Rassemblez, en les recopiant, toutes les lignes des données ci-dessous qui contiennent le mot « asphalt ». La casse compte.

Données fournies:
——————

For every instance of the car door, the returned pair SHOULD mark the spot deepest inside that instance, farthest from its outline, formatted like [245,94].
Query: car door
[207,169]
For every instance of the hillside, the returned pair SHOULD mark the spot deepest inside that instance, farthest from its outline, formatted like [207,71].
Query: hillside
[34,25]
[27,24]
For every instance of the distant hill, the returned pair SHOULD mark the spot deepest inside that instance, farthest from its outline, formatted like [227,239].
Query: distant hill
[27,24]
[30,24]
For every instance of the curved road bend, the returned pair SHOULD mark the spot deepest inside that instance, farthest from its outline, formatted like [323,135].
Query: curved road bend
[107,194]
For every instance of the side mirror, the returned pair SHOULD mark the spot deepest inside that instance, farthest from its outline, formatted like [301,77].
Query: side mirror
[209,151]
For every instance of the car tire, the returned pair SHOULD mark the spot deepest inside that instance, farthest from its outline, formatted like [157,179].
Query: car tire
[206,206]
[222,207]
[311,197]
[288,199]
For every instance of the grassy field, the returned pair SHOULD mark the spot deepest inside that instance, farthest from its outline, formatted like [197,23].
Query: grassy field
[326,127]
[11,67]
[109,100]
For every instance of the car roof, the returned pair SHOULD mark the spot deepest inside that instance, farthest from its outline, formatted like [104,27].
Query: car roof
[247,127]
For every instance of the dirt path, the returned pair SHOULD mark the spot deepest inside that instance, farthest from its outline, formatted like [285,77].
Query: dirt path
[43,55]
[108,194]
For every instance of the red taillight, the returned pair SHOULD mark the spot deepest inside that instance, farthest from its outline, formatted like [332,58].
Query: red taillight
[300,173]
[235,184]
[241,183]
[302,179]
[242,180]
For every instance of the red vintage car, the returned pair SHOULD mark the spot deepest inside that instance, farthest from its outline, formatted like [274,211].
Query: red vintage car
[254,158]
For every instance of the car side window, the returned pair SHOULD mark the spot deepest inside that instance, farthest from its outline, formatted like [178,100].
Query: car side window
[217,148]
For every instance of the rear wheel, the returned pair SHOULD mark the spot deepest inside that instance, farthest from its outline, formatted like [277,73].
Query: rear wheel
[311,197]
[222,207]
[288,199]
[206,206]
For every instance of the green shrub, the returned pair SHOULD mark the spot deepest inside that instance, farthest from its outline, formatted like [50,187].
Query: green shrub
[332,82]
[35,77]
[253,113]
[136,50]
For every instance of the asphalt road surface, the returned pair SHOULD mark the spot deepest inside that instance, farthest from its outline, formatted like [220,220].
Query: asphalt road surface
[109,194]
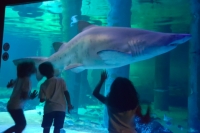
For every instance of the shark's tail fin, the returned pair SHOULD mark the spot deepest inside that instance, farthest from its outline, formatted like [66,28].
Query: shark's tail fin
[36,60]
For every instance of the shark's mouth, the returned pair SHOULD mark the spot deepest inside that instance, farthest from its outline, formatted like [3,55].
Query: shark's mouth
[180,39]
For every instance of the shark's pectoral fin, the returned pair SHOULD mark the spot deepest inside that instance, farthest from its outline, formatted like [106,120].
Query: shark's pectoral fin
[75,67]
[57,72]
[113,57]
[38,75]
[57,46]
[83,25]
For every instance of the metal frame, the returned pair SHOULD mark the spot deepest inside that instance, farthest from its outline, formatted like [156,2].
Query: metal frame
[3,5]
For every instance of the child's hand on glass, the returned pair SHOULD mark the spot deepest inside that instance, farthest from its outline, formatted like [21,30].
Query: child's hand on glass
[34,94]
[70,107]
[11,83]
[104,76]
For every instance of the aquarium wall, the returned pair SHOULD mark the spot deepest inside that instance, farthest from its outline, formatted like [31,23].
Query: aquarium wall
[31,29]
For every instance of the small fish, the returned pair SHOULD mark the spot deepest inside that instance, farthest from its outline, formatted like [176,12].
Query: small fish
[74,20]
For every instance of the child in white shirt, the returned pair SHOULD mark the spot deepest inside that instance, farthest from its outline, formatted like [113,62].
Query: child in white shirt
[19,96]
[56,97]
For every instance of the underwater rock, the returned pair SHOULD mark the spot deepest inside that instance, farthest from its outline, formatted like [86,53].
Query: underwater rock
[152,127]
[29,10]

——————

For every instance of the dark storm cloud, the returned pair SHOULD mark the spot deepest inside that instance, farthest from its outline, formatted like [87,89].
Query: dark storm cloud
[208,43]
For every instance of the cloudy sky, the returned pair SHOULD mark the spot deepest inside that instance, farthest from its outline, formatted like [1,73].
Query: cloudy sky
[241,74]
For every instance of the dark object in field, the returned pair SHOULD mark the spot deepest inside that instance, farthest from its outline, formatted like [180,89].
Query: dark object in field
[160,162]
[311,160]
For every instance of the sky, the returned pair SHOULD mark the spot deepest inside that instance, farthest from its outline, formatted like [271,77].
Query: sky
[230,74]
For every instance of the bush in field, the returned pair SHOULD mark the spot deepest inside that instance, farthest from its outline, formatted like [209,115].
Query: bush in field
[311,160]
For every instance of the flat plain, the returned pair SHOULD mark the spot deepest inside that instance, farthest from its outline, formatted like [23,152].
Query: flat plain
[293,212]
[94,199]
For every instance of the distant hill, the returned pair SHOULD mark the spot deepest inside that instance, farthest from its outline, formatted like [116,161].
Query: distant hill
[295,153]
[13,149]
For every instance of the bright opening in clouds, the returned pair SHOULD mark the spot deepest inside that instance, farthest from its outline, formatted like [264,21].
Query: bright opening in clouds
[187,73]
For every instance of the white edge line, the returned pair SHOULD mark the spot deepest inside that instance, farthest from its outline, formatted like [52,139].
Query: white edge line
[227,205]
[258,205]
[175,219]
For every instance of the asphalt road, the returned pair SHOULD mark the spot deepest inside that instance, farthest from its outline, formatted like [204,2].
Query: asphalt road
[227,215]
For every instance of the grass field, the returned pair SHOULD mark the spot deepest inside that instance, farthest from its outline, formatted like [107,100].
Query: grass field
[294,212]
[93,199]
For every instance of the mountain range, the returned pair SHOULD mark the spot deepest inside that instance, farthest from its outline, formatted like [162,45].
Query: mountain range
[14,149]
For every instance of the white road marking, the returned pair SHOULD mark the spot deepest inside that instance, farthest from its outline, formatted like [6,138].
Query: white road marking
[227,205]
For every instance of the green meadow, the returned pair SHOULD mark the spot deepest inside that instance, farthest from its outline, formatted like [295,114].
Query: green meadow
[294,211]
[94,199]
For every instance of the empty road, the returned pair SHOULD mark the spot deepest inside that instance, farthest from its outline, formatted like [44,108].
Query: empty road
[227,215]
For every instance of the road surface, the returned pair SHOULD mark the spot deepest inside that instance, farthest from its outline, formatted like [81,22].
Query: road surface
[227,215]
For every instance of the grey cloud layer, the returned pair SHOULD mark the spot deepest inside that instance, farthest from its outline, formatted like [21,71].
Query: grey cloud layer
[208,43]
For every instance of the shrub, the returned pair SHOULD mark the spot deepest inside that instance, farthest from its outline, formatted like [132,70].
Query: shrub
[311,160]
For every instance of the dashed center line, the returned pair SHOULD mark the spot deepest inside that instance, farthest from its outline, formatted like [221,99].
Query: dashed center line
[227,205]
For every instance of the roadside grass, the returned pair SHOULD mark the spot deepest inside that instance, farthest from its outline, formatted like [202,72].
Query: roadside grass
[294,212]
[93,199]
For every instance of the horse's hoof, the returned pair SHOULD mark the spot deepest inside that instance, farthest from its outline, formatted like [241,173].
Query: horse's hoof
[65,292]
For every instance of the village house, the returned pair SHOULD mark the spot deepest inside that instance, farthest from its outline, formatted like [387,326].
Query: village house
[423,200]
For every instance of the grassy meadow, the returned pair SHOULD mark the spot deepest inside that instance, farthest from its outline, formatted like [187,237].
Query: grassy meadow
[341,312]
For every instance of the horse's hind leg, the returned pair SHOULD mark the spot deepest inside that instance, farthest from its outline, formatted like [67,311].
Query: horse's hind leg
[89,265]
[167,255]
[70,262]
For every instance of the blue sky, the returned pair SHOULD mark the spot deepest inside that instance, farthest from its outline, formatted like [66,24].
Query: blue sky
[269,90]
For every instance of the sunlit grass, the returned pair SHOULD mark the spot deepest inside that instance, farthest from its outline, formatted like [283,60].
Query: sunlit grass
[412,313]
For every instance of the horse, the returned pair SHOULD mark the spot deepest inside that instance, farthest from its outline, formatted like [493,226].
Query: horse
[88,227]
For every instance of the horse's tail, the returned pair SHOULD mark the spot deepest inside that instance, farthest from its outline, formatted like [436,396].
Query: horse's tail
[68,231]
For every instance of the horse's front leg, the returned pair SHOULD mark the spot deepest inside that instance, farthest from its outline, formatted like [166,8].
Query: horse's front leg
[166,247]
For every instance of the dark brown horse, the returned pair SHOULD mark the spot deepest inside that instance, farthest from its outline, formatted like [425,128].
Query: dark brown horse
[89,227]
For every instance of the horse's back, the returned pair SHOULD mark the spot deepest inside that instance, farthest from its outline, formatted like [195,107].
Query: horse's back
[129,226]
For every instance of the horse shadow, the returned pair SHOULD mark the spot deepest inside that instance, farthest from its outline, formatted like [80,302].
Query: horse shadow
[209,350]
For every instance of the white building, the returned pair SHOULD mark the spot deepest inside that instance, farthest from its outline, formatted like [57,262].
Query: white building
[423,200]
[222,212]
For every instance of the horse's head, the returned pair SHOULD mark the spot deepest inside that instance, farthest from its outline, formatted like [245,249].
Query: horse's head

——————

Corrigé:
For every instance of the asphalt road surface, the returned pair SHOULD mark the spot deepest inside that instance, farthest from its outline, formatted like [220,220].
Query: asphalt road surface
For every instance of the asphalt road, the returned pair SHOULD mark the spot deepest inside that instance, farthest from its outline, formatted like [204,2].
Query: asphalt road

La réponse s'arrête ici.